--- start of INPUT FOR THIS TASK ---

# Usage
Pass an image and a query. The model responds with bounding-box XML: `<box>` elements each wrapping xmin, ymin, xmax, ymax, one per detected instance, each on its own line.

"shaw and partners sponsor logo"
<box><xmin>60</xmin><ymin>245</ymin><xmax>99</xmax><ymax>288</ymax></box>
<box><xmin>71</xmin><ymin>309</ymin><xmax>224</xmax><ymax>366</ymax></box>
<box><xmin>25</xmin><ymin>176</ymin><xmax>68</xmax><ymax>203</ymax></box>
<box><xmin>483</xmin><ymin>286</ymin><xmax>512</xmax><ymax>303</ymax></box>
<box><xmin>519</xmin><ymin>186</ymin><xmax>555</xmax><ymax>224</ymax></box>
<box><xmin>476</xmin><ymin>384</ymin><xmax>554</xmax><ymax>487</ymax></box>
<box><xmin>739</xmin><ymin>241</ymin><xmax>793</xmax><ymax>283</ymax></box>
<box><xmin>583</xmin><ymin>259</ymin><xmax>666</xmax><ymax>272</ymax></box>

--- end of INPUT FOR THIS TASK ---

DO THIS: Render every line of the listing above as a Markdown table with the columns Number and Entry, leaving out blank lines.

SOLVED EXERCISE:
| Number | Entry |
|---|---|
| 1 | # Usage |
| 2 | Pass an image and a query. The model responds with bounding-box XML: `<box>` elements each wrapping xmin, ymin, xmax, ymax, one per detected instance, each on its own line. |
| 3 | "shaw and partners sponsor logo" |
| 4 | <box><xmin>60</xmin><ymin>245</ymin><xmax>99</xmax><ymax>288</ymax></box> |
| 5 | <box><xmin>71</xmin><ymin>309</ymin><xmax>224</xmax><ymax>366</ymax></box> |
| 6 | <box><xmin>25</xmin><ymin>176</ymin><xmax>68</xmax><ymax>203</ymax></box> |
| 7 | <box><xmin>483</xmin><ymin>286</ymin><xmax>512</xmax><ymax>303</ymax></box> |
| 8 | <box><xmin>519</xmin><ymin>186</ymin><xmax>555</xmax><ymax>224</ymax></box> |
| 9 | <box><xmin>476</xmin><ymin>384</ymin><xmax>554</xmax><ymax>487</ymax></box> |
| 10 | <box><xmin>739</xmin><ymin>241</ymin><xmax>793</xmax><ymax>283</ymax></box> |
| 11 | <box><xmin>583</xmin><ymin>259</ymin><xmax>666</xmax><ymax>272</ymax></box> |